:: Task instructions ::
Copy each of the following records word for word, without changing anything.

:: Extracted entries ::
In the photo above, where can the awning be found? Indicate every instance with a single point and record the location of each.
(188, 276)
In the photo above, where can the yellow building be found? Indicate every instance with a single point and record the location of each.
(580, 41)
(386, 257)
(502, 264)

:: Solution for this problem ::
In the photo above, where can the awning be found? Indicate every instance with a single point and record the location of each.
(188, 276)
In the photo above, where can the yellow building be found? Indicate every instance with a single point and record the location of each.
(580, 41)
(386, 257)
(502, 264)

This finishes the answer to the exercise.